Data to process Block Start
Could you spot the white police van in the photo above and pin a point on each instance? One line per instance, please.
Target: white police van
Data to process Block End
Data to process Block Start
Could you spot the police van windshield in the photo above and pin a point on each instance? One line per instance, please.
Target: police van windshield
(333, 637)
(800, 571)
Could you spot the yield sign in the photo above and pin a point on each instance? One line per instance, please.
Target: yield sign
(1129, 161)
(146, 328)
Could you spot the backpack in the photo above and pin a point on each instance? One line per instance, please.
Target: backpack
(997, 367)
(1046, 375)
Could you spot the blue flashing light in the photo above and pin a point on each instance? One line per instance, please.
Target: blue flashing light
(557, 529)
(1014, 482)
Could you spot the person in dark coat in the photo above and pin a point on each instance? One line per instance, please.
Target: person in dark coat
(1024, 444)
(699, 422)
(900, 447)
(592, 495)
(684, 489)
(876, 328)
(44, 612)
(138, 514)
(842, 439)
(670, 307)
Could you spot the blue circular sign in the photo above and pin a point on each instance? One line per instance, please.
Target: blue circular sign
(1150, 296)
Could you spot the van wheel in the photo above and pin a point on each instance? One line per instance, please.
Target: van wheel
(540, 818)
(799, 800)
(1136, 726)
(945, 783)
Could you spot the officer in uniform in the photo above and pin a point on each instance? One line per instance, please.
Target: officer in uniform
Data to process Block End
■ Assignment:
From the entries above, give again exactly the lines running from the line with "Could you spot the backpack" to the line with "Target: officer in uniform"; include both of those lines.

■ Task response:
Could you spot the backpack in the photo above and pin a point on each instance? One line per instance, please.
Target: backpack
(997, 367)
(1046, 375)
Could you spot the blue flashing light in the photo above and pin a point on each instance? One line per instance, please.
Target: blue flashing light
(557, 529)
(1014, 482)
Could you spot the person in dark coat in the photo above and pin a point on each instance? One line per instance, please.
Target: person in dark coat
(1024, 444)
(699, 422)
(900, 447)
(592, 495)
(684, 489)
(876, 328)
(44, 612)
(138, 514)
(842, 439)
(670, 307)
Could you spot the blue circular sign in the photo above and pin a point on each instance? One line per instance, please.
Target: blue circular sign
(1150, 296)
Could you spot the van wheel in the photo above and pin a point on each instance? One line per instance, please.
Target: van wheel
(540, 818)
(799, 800)
(1136, 726)
(945, 783)
Could you spot the officer in uniform in the photo above and pin a point on each instance? One line per instance, please.
Target: officer in uniform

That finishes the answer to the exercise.